Requirement
Return only this: the line with "Category: pink pot lid" and all the lines that follow it below, through the final one, exactly as they are.

-.-.-

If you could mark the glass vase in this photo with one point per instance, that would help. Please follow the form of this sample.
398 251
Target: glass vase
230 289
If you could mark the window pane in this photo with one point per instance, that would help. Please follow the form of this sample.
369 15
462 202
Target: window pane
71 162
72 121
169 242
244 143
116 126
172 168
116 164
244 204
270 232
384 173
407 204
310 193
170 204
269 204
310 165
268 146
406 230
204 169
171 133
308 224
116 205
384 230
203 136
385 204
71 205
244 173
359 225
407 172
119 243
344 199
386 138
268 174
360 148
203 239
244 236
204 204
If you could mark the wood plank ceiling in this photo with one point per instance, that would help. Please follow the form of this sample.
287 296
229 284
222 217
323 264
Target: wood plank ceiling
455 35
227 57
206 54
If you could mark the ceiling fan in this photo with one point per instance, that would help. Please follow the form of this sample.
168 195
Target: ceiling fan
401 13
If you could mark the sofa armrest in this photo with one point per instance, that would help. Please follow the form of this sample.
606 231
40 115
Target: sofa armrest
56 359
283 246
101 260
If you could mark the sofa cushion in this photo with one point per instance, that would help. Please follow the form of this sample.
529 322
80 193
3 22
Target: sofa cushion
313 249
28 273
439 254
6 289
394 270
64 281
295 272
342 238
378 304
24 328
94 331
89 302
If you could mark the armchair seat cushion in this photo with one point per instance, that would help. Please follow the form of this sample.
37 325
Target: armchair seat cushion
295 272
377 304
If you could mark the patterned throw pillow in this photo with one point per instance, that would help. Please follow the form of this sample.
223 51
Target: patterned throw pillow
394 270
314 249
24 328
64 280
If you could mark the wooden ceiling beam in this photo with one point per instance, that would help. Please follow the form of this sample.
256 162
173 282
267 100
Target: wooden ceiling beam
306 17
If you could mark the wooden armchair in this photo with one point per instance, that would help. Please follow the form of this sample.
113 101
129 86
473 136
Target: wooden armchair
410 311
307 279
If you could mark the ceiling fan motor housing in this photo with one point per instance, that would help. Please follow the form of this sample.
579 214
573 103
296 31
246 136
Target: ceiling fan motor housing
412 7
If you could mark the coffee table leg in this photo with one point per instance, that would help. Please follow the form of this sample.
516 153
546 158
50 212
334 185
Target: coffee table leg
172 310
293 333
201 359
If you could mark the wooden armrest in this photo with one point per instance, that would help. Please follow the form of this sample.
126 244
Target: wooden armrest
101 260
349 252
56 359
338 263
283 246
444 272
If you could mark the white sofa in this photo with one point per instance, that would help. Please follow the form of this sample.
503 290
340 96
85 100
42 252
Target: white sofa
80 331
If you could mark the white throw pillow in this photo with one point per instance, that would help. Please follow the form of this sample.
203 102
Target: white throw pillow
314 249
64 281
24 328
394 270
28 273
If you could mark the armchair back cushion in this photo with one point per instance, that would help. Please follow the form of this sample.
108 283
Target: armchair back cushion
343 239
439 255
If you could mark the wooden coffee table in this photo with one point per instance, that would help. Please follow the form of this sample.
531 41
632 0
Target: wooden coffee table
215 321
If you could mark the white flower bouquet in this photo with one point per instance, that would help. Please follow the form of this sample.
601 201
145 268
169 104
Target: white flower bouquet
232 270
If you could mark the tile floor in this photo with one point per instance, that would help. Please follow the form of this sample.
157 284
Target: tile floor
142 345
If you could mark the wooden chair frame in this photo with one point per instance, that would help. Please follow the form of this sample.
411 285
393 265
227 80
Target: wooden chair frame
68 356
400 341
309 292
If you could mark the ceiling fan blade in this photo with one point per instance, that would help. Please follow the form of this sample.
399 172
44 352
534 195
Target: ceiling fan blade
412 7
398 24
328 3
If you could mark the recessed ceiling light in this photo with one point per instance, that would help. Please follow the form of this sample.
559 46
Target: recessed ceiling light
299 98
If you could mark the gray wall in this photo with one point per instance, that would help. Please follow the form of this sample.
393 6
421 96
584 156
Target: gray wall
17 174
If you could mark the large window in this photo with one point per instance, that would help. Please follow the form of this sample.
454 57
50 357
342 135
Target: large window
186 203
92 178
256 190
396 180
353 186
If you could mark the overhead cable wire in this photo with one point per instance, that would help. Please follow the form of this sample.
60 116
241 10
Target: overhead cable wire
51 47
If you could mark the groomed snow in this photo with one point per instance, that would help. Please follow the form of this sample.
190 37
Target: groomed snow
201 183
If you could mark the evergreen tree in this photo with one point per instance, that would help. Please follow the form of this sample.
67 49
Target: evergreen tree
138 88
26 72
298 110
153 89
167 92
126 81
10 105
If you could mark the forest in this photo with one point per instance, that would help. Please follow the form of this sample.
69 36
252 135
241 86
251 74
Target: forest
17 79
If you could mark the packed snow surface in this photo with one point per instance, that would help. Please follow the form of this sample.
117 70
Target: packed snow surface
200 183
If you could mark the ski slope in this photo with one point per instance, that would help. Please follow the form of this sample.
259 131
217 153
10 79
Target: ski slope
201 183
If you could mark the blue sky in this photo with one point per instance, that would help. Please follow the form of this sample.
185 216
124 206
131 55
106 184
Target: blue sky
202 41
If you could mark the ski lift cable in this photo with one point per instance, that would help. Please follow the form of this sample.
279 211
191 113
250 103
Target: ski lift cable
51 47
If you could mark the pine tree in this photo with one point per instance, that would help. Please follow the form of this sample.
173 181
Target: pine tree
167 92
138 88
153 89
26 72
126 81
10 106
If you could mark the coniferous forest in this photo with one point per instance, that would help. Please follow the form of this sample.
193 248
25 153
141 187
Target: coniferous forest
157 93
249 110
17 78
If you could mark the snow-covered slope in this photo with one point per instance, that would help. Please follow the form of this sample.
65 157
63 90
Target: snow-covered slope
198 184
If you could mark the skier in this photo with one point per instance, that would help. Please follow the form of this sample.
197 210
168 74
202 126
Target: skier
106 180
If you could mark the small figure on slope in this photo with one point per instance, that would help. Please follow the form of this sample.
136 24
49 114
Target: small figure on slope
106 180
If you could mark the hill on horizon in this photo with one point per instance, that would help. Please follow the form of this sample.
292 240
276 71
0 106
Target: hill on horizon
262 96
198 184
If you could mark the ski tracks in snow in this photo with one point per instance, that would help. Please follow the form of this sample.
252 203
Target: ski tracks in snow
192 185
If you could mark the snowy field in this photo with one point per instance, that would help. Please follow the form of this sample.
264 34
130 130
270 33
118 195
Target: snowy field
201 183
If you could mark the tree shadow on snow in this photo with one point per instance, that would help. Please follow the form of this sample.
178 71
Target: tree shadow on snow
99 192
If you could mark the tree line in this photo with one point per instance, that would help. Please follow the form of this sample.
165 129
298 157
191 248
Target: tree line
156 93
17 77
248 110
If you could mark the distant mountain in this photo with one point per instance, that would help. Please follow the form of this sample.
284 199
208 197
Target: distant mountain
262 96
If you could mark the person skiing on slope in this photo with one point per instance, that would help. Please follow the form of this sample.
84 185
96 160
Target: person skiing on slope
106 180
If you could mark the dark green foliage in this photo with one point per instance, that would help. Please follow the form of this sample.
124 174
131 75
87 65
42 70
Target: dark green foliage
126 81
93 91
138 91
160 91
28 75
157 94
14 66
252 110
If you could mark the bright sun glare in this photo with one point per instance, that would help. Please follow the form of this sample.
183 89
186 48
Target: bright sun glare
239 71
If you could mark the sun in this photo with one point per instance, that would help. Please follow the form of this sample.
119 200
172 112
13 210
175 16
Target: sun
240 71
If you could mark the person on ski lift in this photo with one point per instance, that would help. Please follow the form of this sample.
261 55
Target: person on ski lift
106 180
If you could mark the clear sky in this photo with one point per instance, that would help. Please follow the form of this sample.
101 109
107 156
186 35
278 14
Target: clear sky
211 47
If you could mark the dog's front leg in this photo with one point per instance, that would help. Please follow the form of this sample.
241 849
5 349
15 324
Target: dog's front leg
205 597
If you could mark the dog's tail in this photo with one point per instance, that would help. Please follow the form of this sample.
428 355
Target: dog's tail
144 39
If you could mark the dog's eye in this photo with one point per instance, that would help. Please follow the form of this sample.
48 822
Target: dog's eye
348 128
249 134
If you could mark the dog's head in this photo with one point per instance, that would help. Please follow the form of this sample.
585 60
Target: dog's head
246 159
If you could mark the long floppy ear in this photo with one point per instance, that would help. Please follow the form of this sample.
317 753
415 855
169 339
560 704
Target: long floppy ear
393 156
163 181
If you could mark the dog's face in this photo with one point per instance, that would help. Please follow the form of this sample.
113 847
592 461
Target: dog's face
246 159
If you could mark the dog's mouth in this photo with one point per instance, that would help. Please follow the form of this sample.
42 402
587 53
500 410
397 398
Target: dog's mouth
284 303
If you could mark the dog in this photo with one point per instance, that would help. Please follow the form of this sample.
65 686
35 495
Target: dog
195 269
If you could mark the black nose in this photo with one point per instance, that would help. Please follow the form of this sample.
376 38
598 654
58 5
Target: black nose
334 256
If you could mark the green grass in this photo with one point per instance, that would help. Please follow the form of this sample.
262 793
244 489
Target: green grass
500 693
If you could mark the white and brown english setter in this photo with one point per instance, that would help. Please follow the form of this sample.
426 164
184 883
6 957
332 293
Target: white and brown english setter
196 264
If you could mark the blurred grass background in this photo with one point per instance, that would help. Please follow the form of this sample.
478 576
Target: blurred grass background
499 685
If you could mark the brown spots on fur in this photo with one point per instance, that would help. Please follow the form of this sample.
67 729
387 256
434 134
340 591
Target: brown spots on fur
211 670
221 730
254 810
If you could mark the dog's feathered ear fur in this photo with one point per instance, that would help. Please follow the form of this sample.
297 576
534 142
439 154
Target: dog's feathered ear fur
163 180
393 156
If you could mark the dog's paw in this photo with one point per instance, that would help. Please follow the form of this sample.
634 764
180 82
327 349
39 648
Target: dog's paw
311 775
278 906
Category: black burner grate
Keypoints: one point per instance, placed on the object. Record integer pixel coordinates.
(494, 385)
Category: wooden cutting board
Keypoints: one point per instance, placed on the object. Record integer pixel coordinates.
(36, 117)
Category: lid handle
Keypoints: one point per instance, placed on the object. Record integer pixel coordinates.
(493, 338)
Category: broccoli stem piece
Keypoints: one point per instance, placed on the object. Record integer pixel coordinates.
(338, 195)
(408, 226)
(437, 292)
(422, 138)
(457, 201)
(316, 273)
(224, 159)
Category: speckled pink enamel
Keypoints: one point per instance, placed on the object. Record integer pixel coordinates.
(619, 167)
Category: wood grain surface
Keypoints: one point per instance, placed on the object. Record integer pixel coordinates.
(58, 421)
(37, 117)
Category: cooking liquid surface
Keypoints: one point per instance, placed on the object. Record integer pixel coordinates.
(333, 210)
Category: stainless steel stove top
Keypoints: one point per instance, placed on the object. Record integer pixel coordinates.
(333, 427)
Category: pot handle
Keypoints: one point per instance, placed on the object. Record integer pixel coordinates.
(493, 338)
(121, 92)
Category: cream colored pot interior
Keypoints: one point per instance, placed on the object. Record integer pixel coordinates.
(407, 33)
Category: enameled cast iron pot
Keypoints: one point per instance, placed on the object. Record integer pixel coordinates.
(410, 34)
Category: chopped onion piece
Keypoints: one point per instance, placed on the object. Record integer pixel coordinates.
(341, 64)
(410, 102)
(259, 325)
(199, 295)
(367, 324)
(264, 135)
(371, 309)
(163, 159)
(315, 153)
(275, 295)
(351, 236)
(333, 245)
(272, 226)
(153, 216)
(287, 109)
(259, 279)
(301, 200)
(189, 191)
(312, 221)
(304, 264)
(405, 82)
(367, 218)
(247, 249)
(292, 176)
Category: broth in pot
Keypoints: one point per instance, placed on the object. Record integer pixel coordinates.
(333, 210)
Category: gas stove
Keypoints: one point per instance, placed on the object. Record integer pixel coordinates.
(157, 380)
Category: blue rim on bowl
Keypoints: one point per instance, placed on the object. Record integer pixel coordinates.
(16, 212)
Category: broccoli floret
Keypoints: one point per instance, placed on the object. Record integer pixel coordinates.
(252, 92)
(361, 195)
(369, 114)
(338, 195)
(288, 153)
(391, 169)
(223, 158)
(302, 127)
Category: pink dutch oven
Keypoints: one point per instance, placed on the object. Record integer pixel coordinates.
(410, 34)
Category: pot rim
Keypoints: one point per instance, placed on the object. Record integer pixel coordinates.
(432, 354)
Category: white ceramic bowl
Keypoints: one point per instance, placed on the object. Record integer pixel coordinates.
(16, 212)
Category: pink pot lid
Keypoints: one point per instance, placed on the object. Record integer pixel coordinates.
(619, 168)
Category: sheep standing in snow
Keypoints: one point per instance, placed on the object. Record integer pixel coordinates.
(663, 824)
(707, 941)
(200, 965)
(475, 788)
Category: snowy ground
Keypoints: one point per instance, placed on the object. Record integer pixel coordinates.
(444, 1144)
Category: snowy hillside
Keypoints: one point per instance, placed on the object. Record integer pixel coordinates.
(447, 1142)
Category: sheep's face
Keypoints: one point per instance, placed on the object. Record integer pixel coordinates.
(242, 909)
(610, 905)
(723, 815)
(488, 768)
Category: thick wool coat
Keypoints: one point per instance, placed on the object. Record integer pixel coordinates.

-.-.-

Output of the task
Category: pink pot lid
Keypoints: one point per instance, placed on the object. Record integer pixel coordinates.
(619, 168)
Category: sheep standing in snow
Keypoints: one point per instance, placed on the object. Record integer pixel coordinates.
(663, 824)
(707, 941)
(200, 965)
(475, 788)
Category: snowy ground
Keypoints: one point per instance, placed on the object. Record integer pixel coordinates.
(444, 1144)
Category: snowy hillside
Keypoints: one point per instance, placed on the object. Record integer pixel coordinates.
(447, 1142)
Category: sheep's face
Keypoints: one point per instance, placed on the object. Record integer pixel coordinates.
(242, 909)
(610, 905)
(723, 815)
(488, 768)
Category: thick wool coat
Keypoints: one point per instance, placed on the object. Record integer pixel coordinates.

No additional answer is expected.